* _EXERCISE AIM_
Retype all of the material below line for line, changing no character.

Region outline entries:
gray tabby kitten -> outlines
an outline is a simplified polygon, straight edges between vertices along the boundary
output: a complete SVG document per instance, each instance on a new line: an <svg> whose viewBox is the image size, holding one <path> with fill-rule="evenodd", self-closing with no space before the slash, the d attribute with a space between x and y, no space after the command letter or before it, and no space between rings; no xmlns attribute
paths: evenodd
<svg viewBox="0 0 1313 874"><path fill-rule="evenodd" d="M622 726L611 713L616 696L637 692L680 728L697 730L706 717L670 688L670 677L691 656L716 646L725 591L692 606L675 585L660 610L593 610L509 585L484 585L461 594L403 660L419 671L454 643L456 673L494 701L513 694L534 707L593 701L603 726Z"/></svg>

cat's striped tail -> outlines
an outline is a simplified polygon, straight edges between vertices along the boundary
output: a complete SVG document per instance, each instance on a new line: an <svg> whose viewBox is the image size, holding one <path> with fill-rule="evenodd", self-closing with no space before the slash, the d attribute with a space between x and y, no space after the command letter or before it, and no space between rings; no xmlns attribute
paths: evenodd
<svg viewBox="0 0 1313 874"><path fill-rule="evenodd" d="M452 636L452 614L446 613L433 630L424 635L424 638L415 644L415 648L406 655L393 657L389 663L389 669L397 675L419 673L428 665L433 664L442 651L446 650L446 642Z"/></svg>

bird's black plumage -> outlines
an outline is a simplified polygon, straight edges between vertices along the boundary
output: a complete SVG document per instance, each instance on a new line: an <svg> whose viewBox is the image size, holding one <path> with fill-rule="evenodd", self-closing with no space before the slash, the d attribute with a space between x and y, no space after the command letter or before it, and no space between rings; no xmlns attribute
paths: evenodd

* _OUTPUT OF THE EXERCISE_
gray tabby kitten -> outlines
an outline is a simplified polygon, straight edges between vertices along the boundary
output: a complete SVG document per instance, each instance on a new line: an <svg> whose viewBox is the image size, holding one <path> with fill-rule="evenodd", self-closing with no space before the slash, the d attribute with a space between x and y, no space after the command letter or before it, and no space between rings; no xmlns attribute
paths: evenodd
<svg viewBox="0 0 1313 874"><path fill-rule="evenodd" d="M622 726L611 713L616 696L637 692L680 728L697 730L706 717L670 688L670 677L691 656L716 646L725 591L692 606L675 585L660 610L593 610L509 585L484 585L461 594L403 660L419 671L454 643L456 673L494 701L513 694L534 707L593 701L603 726Z"/></svg>

cat's striped tail -> outlines
an outline is a simplified polygon, straight edges between vertices along the boundary
output: a complete SVG document per instance, each instance on a new line: an <svg> whose viewBox is the image size, holding one <path> with fill-rule="evenodd", self-closing with no space before the slash, the d attribute with a space between x and y, no space after the command letter or before it, and no space between rings; no xmlns attribute
paths: evenodd
<svg viewBox="0 0 1313 874"><path fill-rule="evenodd" d="M452 636L452 614L446 613L433 630L424 635L424 638L415 644L415 648L406 655L393 657L389 663L389 669L397 675L419 673L428 665L433 664L442 651L446 650L446 642Z"/></svg>

bird's black plumage -> outlines
an outline is a simplified polygon, straight edges between vertices along the boundary
output: a complete SVG document per instance, each instance on a new line: an <svg> whose viewBox is the image size, holding one <path> with fill-rule="evenodd", self-closing with no space before the slash, the d attribute with a space between x and y, no space after the command letter or before it, and no space between rings; no xmlns attribute
paths: evenodd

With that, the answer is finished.